═══ EXCERPTED DATA ═══

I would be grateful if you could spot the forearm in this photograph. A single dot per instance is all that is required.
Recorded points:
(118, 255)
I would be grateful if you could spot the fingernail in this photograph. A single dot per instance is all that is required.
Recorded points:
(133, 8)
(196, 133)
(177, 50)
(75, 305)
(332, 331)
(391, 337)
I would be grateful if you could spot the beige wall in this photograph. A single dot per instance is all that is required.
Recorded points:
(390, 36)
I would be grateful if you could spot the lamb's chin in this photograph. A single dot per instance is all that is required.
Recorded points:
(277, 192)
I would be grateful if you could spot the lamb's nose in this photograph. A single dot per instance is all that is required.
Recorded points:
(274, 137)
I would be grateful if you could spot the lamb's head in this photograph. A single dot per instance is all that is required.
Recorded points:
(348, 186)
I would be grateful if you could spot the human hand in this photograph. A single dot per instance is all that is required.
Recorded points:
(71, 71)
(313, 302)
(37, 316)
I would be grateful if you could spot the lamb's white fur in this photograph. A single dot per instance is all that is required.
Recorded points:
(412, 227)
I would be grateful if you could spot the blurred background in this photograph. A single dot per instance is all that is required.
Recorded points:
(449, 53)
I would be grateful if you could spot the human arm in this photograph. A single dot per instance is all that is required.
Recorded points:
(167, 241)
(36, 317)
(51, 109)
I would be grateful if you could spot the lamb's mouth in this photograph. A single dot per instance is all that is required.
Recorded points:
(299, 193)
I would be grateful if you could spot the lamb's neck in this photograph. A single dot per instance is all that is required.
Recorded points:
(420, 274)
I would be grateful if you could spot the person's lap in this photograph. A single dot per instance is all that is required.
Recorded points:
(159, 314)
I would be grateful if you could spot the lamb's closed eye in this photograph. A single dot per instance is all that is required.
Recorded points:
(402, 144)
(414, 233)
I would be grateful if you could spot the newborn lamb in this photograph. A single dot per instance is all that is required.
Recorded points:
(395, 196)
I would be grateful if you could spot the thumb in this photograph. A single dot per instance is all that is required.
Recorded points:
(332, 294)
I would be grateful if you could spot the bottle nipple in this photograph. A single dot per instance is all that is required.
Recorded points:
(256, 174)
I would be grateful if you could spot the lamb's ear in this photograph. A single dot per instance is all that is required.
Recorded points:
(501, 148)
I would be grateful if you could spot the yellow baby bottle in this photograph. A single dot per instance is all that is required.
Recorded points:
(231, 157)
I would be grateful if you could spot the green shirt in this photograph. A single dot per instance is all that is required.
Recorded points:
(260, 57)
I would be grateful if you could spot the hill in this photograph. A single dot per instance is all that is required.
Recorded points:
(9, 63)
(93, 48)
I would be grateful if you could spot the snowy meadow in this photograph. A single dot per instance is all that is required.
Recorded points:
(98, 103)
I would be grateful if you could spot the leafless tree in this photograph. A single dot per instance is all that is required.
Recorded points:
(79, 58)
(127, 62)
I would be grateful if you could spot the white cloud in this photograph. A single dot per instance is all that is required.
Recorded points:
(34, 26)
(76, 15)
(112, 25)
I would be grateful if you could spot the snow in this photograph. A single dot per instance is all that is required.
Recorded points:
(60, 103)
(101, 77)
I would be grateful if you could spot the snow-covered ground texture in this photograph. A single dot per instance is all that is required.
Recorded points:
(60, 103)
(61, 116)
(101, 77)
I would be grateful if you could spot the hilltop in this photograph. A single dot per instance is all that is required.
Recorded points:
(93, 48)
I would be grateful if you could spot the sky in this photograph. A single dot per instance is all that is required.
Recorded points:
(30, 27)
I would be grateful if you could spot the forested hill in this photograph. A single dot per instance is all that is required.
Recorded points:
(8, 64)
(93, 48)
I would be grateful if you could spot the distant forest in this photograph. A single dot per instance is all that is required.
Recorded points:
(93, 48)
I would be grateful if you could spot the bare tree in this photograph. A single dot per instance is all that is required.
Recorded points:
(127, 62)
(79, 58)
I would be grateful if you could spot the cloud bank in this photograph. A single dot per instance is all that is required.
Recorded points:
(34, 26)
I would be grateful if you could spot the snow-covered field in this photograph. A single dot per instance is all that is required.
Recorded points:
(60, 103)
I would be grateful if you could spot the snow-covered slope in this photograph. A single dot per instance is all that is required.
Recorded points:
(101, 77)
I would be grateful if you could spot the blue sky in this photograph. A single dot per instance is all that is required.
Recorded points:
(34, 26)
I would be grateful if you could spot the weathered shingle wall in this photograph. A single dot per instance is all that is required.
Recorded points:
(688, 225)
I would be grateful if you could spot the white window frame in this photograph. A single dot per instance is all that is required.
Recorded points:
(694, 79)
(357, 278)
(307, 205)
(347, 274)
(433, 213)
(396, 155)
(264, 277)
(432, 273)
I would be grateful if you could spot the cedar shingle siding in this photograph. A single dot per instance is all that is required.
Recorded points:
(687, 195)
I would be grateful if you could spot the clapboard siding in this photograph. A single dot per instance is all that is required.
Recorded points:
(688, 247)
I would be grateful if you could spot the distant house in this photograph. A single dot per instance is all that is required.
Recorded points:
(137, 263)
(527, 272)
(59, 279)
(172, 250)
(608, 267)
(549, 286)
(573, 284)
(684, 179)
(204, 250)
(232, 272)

═══
═══ EXCERPTED DATA ═══

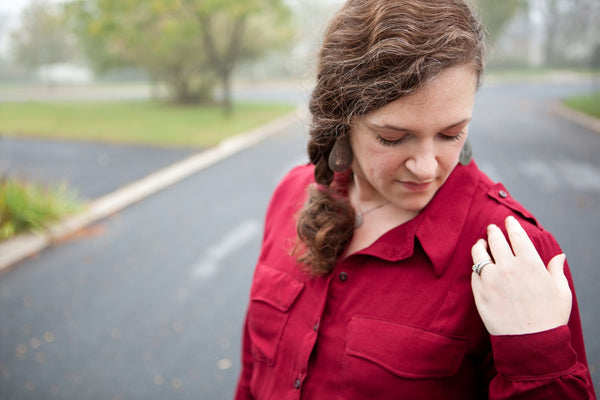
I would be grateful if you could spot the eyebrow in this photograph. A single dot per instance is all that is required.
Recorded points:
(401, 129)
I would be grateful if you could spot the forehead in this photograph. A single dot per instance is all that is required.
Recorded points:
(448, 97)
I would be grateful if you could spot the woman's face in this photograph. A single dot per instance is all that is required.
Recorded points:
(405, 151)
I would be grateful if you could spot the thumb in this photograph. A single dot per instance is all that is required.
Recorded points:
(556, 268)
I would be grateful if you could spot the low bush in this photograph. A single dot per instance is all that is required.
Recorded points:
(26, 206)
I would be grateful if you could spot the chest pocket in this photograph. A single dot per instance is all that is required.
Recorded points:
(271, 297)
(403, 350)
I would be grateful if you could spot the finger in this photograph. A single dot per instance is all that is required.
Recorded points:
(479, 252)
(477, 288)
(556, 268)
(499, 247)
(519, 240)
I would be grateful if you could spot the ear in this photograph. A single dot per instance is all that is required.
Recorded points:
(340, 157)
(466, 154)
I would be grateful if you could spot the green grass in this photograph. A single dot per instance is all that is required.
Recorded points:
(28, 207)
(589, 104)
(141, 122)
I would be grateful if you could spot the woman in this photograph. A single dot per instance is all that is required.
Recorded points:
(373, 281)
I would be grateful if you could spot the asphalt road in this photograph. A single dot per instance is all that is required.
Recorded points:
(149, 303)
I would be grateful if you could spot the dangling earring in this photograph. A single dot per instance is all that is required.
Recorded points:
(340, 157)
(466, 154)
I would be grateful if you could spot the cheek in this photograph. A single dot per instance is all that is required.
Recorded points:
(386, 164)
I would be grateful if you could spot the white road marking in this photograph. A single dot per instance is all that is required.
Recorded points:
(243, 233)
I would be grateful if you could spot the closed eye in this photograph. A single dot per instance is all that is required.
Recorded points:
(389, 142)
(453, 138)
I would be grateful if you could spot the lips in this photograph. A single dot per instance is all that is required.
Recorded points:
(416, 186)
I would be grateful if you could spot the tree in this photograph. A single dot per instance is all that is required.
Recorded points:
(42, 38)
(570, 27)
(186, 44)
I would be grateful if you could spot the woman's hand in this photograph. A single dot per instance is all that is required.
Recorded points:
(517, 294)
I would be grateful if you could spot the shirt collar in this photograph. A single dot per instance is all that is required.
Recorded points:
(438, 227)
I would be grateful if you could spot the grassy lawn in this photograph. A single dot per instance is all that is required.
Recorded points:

═══
═══ EXCERPTED DATA ═══

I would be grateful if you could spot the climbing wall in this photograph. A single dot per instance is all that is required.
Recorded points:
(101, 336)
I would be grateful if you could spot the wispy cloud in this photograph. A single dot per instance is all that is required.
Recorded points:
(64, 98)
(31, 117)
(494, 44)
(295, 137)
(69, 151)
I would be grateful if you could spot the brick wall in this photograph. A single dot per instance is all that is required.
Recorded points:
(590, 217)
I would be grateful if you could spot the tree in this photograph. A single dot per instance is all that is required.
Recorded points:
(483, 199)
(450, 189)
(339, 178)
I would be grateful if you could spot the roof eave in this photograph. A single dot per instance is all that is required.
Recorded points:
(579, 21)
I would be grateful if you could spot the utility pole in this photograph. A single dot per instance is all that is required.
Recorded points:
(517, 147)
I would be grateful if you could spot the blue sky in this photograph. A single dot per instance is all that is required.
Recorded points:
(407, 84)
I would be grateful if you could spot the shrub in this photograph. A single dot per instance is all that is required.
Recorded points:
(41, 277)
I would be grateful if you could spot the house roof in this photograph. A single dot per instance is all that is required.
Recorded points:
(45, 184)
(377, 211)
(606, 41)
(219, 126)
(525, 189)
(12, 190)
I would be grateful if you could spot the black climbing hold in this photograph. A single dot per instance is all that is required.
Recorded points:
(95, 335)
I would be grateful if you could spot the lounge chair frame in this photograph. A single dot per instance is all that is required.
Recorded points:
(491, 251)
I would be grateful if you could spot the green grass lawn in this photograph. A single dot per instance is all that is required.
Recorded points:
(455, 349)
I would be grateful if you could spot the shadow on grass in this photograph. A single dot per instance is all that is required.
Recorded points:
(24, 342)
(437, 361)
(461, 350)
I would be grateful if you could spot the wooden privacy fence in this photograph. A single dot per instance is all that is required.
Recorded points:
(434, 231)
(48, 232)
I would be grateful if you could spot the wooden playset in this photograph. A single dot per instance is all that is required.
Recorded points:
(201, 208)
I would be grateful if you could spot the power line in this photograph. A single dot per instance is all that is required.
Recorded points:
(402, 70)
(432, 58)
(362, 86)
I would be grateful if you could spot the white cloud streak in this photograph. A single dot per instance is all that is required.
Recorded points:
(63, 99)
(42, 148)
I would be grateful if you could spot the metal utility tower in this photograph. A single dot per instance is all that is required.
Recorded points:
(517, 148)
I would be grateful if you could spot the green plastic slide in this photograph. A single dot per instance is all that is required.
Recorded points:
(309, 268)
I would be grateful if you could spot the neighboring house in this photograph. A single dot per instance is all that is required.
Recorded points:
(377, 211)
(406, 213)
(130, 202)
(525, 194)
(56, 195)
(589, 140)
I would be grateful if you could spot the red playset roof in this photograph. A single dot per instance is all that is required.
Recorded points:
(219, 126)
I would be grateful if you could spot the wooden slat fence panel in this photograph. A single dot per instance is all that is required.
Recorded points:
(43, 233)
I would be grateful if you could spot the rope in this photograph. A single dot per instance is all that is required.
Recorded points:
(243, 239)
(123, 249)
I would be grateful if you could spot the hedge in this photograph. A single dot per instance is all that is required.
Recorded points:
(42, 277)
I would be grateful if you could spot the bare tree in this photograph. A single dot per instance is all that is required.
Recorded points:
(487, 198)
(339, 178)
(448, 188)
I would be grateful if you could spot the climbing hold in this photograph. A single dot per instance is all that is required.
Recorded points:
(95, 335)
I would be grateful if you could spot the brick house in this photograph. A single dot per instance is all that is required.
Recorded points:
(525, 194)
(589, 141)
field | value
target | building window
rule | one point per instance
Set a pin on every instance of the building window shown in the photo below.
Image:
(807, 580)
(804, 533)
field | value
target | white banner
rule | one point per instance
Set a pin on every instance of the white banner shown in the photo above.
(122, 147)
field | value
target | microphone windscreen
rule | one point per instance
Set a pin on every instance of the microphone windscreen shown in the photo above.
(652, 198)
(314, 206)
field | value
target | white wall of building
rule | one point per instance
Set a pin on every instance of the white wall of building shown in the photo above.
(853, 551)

═══

Above are the records; copy exactly the lines from the line with "I would be grateful if you could spot the forearm" through the line with "I would be grateful if you could spot the fingernail", both included.

- _SOLUTION_:
I would be grateful if you could spot the forearm in this photograph. A single dot per instance is all that is required.
Recorded points:
(118, 255)
I would be grateful if you could spot the fingernail in this photograph. A single dot per instance is all that is required.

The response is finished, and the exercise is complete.